• _Excerpted text_:
Natural History of Anterior Shoulder Instability
Eduardo Palma Carpinteiro*, Andre Aires Barros
Identifiers and Pagination:Year: 2017
Issue: Suppl-6, M9
First Page: 909
Last Page: 918
Publisher ID: TOORTHJ-11-909
Article History:Received Date: 22/05/2016
Revision Received Date: 28/10/2016
Acceptance Date: 28/10/2016
Electronic publication date: 31/08/2017
Collection year: 2017
open-access license: This is an open access article licensed under the terms of the Creative Commons Attribution-Non-Commercial 4.0 International Public License (CC BY-NC 4.0) (https://creativecommons.org/licenses/by-nc/4.0/legalcode), which permits unrestricted, non-commercial use, distribution and reproduction in any medium, provided the work is properly cited.
The shoulder is the most complex joint in the body. The large freedom of motion in this joint is the main cause of instability. Instability varies in its degree, direction, etiology and volition and there is a large spectrum of conditions.
Based on literature research and also in our own experience, we propose to elucidate the reader about the natural history of instability and its importance for the appropriate management of this pathology, by answering the following questions:
What happens in the shoulder after the first dislocation? Which structures suffer damage? Who are the patients at higher risk of recurrence? How does the disease evolve without treatment? Will surgical treatment avoid future negative outcomes and prevent degenerative joint disease? Who should we treat and when?

• _Your tasks_:
1. What does the text on anterior shoulder instability name as the main cause of instability in the shoulder?
2. Decide whether each statement agrees with the text on anterior shoulder instability, and support each yes or no with the deciding words quoted from it: (a) The shoulder is called the most complex joint in the body. (b) The article was accepted on 22/05/2016. (c) The license allows commercial use of the work.
3. Resume the text on anterior shoulder instability after its final sentence and keep writing it.
The data that follow come from a separate source unrelated to the text on anterior shoulder instability.

[Collected data entries]
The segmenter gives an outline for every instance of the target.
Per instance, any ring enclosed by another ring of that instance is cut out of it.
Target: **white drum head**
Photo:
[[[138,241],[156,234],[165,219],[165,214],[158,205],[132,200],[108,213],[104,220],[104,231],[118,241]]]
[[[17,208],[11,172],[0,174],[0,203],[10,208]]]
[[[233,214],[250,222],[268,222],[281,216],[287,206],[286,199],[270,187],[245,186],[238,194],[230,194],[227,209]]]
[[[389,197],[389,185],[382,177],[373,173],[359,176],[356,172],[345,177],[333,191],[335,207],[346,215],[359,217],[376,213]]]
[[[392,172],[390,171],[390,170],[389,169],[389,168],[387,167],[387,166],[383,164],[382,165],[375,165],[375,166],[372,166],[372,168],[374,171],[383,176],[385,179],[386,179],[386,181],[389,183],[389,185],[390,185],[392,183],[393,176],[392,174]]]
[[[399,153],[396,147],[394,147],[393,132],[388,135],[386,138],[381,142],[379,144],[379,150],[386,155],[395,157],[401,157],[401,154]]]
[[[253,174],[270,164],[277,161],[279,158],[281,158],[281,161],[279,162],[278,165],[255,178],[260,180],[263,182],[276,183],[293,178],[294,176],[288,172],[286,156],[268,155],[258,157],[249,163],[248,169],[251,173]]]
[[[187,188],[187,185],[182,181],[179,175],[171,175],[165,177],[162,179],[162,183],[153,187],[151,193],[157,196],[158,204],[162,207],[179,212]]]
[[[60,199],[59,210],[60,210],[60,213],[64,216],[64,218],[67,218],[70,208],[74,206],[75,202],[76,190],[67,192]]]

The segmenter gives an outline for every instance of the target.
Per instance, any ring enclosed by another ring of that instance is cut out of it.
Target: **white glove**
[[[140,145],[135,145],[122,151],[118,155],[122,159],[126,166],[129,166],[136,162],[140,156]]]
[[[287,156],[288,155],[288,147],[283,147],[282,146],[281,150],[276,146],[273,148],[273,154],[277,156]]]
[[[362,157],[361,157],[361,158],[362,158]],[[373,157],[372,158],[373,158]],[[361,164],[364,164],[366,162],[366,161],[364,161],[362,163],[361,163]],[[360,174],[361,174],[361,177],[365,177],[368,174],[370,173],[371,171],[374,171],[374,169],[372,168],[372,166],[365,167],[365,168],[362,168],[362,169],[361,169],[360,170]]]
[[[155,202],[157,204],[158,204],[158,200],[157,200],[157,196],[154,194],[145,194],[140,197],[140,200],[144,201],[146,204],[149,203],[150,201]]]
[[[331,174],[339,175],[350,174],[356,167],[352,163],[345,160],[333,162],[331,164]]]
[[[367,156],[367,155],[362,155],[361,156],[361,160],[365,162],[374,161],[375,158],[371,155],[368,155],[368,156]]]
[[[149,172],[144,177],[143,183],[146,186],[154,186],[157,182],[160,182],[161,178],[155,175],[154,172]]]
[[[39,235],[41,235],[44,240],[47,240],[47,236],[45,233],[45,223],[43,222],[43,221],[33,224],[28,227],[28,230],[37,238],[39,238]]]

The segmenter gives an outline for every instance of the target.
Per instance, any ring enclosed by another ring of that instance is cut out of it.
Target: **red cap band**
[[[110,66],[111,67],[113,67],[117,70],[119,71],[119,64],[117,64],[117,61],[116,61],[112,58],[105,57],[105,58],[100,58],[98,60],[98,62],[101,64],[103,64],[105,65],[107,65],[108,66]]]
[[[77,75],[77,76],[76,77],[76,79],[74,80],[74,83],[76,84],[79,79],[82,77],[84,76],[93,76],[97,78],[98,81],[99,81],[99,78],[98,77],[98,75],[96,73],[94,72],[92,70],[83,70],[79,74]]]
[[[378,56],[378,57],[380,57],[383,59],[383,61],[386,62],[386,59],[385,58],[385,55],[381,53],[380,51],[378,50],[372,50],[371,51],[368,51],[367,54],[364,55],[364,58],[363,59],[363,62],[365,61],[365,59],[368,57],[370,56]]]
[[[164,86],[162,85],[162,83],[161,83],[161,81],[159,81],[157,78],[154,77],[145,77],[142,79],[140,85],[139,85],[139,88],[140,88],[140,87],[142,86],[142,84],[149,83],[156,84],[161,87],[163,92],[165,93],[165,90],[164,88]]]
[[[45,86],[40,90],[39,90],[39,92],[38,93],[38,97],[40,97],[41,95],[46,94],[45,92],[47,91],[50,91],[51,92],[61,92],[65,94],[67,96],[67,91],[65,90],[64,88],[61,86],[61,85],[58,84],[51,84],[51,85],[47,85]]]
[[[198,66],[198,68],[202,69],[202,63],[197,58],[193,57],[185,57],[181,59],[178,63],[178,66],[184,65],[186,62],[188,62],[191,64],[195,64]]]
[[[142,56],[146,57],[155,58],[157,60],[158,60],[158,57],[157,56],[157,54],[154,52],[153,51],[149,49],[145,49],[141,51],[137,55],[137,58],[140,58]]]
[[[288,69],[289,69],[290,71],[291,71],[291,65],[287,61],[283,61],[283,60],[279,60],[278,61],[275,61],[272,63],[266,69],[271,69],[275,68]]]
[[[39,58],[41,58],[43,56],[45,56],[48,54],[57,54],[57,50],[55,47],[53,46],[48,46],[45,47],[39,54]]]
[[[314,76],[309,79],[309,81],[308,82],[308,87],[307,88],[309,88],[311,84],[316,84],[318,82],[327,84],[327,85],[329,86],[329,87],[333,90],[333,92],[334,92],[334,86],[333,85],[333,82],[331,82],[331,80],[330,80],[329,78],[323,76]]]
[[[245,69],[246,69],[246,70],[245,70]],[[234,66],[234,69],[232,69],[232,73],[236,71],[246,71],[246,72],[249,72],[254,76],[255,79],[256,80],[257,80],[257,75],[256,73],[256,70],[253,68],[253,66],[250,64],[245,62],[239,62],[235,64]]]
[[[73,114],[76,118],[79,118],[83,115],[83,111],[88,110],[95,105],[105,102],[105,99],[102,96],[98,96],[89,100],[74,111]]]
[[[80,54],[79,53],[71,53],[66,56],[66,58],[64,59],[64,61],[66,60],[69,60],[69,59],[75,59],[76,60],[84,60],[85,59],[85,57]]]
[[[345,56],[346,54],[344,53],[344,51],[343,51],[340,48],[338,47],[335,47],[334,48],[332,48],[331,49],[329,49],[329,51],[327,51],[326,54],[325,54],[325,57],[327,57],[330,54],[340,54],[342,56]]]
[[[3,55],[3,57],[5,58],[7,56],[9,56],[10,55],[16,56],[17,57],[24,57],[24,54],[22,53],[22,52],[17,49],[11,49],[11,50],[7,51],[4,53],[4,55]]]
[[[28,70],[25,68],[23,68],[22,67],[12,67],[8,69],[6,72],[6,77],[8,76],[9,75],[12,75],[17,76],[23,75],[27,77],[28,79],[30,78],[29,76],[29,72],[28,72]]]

• _Exercise responses_:
1. The large freedom of motion in the joint.

2.
(a) Yes: "The shoulder is the most complex joint in the body."
(b) No: "Acceptance Date: 28/10/2016"
(c) No: "which permits unrestricted, non-commercial use, distribution and reproduction in any medium"

3.
80% of anterior-inferior dislocations occur in young patients. Recurrent instability is common and multiple dislocations are the rule. Instability is influenced by a large number of variables, including age of onset, activity profile, number of episodes,delay between first episode and surgical treatment.
Understanding the disease and its natural evolution is determinant to decide the treatment in order to obtain the best outcome. It is crucial to identify the risk factors for recurrence. Delay in surgical treatment, when indicated, leads to worse results. Surgical technique should address the type and severity of both soft tissue and bone lesions, when present.